**SHORT TASK 1**
Answer these questions about the email:
(a) What throughput change does it report for UDP at a message size of 64 bytes?
(b) Which CPU did the dual-socket test system use?
(c) Out of how many different patches tested did Hillf's patch perform best for the netperf-cstate-small-cross-socket scenario?

Re: [PATCH 00/13] Reconcile NUMA balancing decisions with the load balancer v6

From: Jirka Hladky
Date: Wed May 20 2020 - 12:02:10 EST


I have an update on netperf-cstate-small-cross-socket results.

Reported performance degradation of 2.5% for the UDP stream throughput
and 0.6% for the TCP throughput is for message size of 16kB. For
smaller message sizes, the performance drop is higher - up to 5% for
UDP throughput for a message size of 64B. See the numbers below [1]

We still think that it's acceptable given the gains in other
situations (this is again compared to 5.7 vanilla) :

* solved the performance drop upto 20% with single instance
SPECjbb2005 benchmark on 8 NUMA node servers (particularly on AMD EPYC
Rome systems) => this performance drop was INCREASING with higher
threads counts (10% for 16 threads and 20 % for 32 threads)
* solved the performance drop upto 50% for low load scenarios
(SPECjvm2008 and NAS)

[1]
Hillf's patch compared to 5.7 (rc4) vanilla:

TCP throughput
Message size (B)
64 -2.6%
128 -2.3%
256 -2.6%
1024 -2.7%
2048 -2.2%
3312 -2.4%
4096 -1.1%
8192 -0.4%
16384 -0.6%

UDP throughput
64 -5.0%
128 -3.0%
256 -3.0%
1024 -3.1%
2048 -3.3%
3312 -3.5%
4096 -4.0%
8192 -3.3%
16384 -2.6%


On Wed, May 20, 2020 at 3:58 PM Jirka Hladky <jhladky@xxxxxxxxxx> wrote:
>
> Hi Hillf, Mel and all,
>
> thanks for the patch! It has produced really GOOD results.
>
> 1) It has fixed performance problems with 5.7 vanilla kernel for
> single-tenant workload and low system load scenarios, without
> performance degradation for the multi-tenant tasks. It's producing the
> same results as the previous proof-of-concept patch where
> adjust_numa_imbalance function was modified to be a no-op (returning
> the same value of imbalance as it gets on the input).
>
> 2) We have also added Mel's netperf-cstate-small-cross-socket test to
> our test battery:
> https://github.com/gormanm/mmtests/blob/master/configs/config-network-netperf-cstate-small-cross-socket
>
> Mel told me that he had seen significant performance improvements with
> 5.7 over 5.6 for the netperf-cstate-small-cross-socket scenario.
>
> Out of 6 different patches we have tested, your patch has performed
> the best for this scenario. Compared to vanilla, we see minimal
> performance degradation of 2.5% for the udp stream throughput and 0.6%
> for the tcp throughput. The testing was done on a dual-socket system
> with Gold 6132 CPU.

**DATA ROWS**
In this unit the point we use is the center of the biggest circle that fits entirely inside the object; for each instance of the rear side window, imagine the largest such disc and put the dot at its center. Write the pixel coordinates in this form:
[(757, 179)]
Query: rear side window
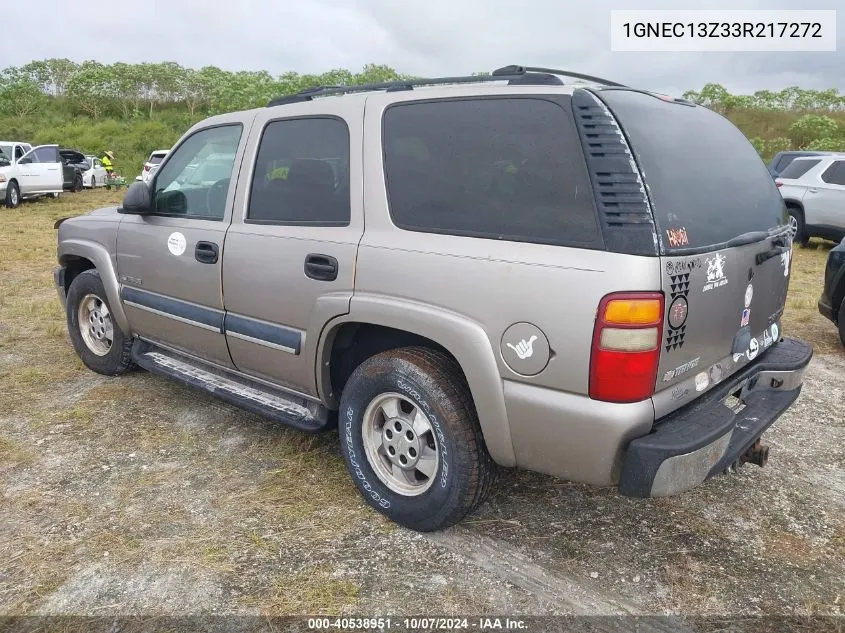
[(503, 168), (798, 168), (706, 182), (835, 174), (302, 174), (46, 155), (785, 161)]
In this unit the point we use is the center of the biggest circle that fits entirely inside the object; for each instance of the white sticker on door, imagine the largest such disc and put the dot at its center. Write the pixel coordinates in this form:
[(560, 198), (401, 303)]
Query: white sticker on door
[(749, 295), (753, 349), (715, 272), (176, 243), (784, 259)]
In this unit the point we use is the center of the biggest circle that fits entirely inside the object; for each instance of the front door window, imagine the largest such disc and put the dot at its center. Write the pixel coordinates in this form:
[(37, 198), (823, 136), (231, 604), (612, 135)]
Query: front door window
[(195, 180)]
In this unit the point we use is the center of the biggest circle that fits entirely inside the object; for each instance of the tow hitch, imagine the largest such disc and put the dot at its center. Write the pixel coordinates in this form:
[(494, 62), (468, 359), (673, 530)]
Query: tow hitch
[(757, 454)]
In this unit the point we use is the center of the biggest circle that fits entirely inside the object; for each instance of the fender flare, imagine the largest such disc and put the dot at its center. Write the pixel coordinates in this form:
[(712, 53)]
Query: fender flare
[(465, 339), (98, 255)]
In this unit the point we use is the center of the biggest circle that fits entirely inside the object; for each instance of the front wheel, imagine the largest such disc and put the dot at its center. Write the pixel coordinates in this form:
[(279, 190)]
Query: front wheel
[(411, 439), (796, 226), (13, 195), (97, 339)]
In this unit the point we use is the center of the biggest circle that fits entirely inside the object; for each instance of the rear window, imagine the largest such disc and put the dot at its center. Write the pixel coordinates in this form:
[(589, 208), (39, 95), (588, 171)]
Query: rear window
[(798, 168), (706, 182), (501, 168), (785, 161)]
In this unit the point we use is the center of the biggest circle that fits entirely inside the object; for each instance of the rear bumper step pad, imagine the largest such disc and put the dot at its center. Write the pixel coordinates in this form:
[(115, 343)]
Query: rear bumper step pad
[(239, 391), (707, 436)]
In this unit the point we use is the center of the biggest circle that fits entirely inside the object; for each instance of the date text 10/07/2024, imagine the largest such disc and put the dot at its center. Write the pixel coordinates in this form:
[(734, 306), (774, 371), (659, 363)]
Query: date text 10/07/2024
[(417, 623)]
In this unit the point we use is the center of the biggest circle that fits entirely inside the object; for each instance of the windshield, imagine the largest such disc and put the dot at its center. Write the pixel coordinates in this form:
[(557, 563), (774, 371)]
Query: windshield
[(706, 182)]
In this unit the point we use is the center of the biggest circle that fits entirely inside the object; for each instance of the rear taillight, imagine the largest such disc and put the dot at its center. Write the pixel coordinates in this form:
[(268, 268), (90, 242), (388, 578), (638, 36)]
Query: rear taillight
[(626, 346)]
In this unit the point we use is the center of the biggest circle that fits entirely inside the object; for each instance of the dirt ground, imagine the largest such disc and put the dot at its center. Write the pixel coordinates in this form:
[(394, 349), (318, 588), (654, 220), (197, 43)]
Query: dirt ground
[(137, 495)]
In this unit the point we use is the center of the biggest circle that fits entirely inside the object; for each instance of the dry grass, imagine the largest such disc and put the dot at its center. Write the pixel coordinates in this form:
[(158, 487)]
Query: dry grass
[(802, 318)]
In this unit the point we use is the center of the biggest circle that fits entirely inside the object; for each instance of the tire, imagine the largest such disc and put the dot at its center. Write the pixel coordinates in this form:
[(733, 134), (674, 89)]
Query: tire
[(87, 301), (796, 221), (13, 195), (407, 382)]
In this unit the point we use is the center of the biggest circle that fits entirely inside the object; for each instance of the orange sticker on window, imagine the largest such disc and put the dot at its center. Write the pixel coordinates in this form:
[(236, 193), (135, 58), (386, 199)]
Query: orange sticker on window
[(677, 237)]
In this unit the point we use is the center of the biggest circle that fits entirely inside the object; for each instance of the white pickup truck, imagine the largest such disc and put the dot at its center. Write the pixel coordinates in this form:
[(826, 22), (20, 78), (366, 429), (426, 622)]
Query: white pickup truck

**SHORT TASK 2**
From the rows, copy out the lines verbatim, beginning at the line that contains "rear window, imagine" and ending after the line that contains "[(798, 168), (706, 182), (501, 168), (785, 161)]".

**WORKED ANSWER 1**
(a) -5.0%
(b) Gold 6132
(c) 6

**WORKED ANSWER 2**
In this unit the point we use is the center of the biggest circle that fits entirely inside the object; for each instance of the rear window, imagine the largest such disc and put the dot at its center. Write the pixel coordinates in this form:
[(589, 208), (39, 95), (588, 171)]
Query: rear window
[(798, 168), (706, 182), (501, 168), (785, 161)]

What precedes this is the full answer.